PN said:
First, I am not sure what to expect as I've never used these forums
before. I
thought perhaps it was a common problem and it didn't occur to me add the
error message. I do apologise for not being up to your high standards
however
a simple "perhaps you could provide more detail on your error" would have
been more polite. I guess you're an American
Do you expect the car mechanic to know what to look at when you walk in and
tell them "it's broke"? I don't care what language you speak or in which
country you reside, such an undetailed description of the problem means no
one knows what is the problem or where to look.
Second, I was unaware I was hiding "MY UNIDENTIFIED" (I CAN HEAR YOU) ISP
who in this case does not control this particular email as it is part of a
domain and there is unlimited quota.
Wow, which e-mail provider is that who provides an unlimited quota regarding
message size? Gee, I could send my whole 300GB hard drive's contents in
just one e-mail message. Yeah, I'm being sarcastic but the claim that there
is no quota means you really don't know. No such thing as unlimited. Your
e-mail provider will enforce a maximum size to your message - unless you are
the one operating your own personal mail server. However, ISPs will still
restrict your monthly bandwidth regarding e-mail (i.e., you can buy a
business account with a higher monthly bandwidth which is usually tiered
according to bandwith level and pricing).
● ● ● ● ●
### Stated task 1
In the forum reply, who is named as the one exception to an e-mail provider enforcing a maximum message size?
### Stated task 2
From the forum reply, write out the stretch from "Wow, which e-mail" through "level and pricing).".
### Stated task 3
Decide whether each statement agrees with the forum reply, answering yes or no and quoting the words that settle it: (a) The first poster says they have used these forums before. (b) The reply compares a vague problem description to telling a car mechanic "it's broke". (c) The reply says a business account with higher monthly bandwidth is usually tiered.
The items that come next are separate material, unrelated to the forum reply.

### Location identification entries
● ● ● ● ●
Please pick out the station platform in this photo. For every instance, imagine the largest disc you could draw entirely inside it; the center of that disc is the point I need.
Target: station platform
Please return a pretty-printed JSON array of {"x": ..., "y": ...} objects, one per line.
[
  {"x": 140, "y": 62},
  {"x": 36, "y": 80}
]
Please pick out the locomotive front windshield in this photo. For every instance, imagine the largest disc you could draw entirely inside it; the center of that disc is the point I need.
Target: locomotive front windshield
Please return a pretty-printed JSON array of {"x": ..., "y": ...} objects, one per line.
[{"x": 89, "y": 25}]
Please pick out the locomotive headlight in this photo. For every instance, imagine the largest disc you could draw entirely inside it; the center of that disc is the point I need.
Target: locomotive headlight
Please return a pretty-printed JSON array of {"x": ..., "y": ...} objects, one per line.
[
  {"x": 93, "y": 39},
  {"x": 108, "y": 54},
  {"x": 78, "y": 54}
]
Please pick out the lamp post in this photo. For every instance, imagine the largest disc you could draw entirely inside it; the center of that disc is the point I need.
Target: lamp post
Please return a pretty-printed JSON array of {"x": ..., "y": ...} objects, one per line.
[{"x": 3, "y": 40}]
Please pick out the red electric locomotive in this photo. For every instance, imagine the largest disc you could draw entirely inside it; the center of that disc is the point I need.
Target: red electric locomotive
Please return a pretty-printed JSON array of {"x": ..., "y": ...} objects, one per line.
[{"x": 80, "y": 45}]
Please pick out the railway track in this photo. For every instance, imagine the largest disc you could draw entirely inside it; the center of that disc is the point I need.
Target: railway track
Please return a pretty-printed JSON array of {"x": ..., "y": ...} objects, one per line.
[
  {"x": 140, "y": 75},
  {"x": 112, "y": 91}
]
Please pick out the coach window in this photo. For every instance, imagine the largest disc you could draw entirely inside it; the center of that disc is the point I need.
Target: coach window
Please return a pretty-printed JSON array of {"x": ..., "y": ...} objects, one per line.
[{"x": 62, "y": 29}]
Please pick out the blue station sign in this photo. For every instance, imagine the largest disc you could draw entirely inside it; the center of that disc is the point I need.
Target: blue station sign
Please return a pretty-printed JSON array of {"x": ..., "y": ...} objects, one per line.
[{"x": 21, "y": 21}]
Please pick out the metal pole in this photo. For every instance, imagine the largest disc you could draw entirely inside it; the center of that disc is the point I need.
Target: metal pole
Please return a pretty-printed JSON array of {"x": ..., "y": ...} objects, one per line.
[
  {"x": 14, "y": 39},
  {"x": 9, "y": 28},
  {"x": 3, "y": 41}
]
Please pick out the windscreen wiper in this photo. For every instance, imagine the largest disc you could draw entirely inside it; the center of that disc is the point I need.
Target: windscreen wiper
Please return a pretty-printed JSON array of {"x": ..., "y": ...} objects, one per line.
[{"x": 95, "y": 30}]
● ● ● ● ●
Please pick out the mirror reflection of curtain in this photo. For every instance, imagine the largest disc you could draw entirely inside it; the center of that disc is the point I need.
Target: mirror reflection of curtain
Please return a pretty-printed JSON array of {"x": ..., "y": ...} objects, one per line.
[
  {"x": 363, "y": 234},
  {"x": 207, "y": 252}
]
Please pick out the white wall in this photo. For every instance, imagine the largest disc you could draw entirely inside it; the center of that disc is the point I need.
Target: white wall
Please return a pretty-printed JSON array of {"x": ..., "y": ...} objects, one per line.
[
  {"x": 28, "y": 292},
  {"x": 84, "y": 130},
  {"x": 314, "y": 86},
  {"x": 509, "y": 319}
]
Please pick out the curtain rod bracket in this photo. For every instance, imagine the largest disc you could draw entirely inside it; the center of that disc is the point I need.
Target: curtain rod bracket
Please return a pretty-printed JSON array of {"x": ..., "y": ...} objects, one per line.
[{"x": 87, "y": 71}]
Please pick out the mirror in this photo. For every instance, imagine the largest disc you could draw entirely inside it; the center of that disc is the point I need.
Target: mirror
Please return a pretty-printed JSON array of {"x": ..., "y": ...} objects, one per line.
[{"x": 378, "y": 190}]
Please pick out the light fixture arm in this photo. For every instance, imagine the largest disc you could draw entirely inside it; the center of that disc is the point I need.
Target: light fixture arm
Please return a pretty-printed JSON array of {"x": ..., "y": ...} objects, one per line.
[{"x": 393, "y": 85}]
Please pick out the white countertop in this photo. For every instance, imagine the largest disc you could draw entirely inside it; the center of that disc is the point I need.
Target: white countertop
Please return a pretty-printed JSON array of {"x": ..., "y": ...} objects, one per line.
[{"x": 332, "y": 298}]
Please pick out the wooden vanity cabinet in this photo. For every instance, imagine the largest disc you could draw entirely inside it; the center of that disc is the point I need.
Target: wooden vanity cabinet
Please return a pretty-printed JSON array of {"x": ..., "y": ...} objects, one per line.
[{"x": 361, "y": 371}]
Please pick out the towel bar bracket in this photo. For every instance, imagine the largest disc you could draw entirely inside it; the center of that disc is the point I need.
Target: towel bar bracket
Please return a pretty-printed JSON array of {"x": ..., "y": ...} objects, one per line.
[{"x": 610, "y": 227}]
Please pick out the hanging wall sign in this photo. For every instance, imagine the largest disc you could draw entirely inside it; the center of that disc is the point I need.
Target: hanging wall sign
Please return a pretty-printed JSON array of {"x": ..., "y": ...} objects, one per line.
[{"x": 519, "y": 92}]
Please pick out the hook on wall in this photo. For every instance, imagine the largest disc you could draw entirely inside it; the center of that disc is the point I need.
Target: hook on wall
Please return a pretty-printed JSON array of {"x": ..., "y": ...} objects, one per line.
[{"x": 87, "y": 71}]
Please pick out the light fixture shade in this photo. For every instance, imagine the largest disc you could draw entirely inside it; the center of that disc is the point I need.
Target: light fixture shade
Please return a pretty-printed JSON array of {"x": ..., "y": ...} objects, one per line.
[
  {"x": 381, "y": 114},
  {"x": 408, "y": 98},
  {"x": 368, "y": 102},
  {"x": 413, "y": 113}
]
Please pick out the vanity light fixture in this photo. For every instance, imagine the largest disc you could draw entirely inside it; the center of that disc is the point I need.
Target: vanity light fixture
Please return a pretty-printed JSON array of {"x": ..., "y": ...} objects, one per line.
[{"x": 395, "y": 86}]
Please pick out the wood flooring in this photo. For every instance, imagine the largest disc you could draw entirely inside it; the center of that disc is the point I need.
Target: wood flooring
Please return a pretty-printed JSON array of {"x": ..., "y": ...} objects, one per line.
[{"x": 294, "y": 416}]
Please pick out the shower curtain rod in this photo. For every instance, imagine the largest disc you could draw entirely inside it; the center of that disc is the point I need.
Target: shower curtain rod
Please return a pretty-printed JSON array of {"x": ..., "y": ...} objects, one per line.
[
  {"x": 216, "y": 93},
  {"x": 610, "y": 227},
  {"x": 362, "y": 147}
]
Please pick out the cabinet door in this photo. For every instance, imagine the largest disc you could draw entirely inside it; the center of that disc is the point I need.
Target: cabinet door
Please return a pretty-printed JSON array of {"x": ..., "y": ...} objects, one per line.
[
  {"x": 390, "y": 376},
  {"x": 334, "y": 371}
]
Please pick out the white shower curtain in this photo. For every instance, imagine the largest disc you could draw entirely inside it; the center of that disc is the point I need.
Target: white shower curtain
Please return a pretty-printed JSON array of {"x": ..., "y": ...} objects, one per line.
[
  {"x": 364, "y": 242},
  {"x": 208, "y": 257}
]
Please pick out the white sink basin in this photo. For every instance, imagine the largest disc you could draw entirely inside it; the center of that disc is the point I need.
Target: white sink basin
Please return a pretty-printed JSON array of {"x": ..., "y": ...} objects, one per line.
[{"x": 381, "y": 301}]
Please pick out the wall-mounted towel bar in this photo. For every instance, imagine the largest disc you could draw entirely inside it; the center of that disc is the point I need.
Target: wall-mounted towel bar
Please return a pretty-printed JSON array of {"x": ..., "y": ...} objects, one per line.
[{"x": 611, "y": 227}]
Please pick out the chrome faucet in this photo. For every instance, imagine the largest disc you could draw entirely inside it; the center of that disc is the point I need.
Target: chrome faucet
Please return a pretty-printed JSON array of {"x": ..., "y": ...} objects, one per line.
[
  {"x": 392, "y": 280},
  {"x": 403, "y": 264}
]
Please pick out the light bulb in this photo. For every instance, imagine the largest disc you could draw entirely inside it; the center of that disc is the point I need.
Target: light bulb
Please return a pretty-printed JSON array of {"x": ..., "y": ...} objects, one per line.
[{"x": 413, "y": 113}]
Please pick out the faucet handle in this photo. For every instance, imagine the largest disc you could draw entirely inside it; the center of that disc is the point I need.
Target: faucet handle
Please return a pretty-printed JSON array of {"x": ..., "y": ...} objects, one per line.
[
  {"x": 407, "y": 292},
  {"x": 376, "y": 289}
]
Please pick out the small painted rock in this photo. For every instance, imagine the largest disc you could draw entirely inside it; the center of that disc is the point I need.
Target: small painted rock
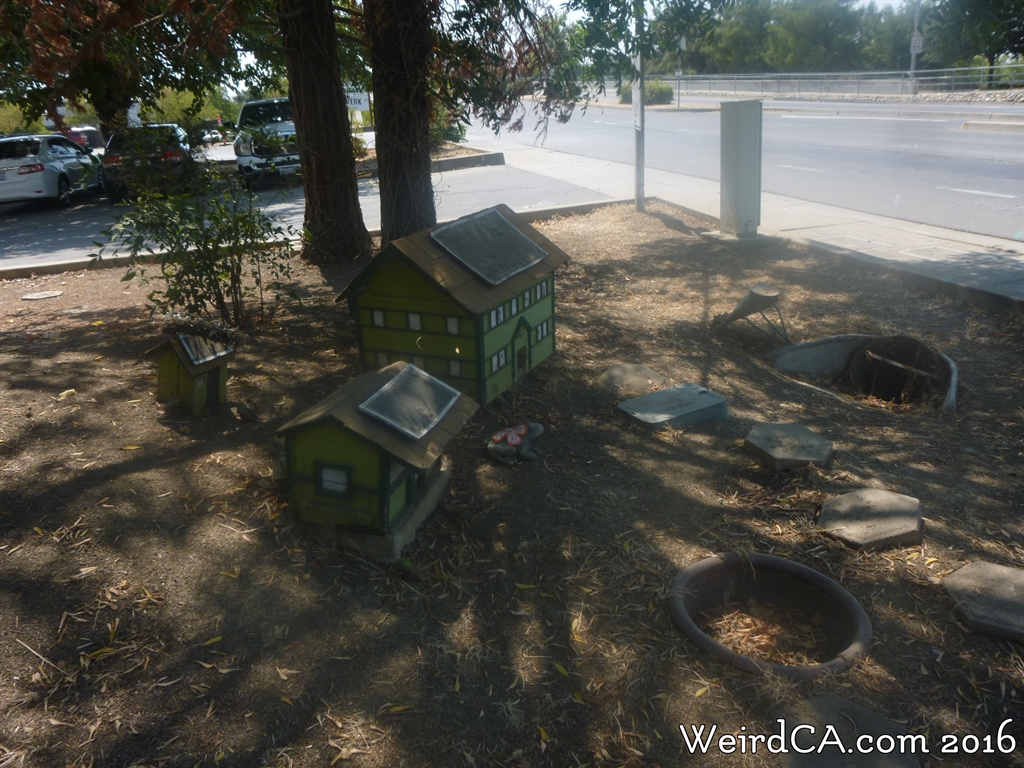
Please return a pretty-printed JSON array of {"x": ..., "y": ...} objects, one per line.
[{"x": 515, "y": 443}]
● ● ● ● ●
### Worked answer 1
Someone who operates their own personal mail server.

### Worked answer 2
Wow, which e-mail provider is that who provides an unlimited quota regarding
message size? Gee, I could send my whole 300GB hard drive's contents in
just one e-mail message. Yeah, I'm being sarcastic but the claim that there
is no quota means you really don't know. No such thing as unlimited. Your
e-mail provider will enforce a maximum size to your message - unless you are
the one operating your own personal mail server. However, ISPs will still
restrict your monthly bandwidth regarding e-mail (i.e., you can buy a
business account with a higher monthly bandwidth which is usually tiered
according to bandwith level and pricing).

### Worked answer 3
(a) No: "I've never used these forums before."
(b) Yes: "Do you expect the car mechanic to know what to look at when you walk in and tell them "it's broke"?"
(c) Yes: "a business account with a higher monthly bandwidth which is usually tiered"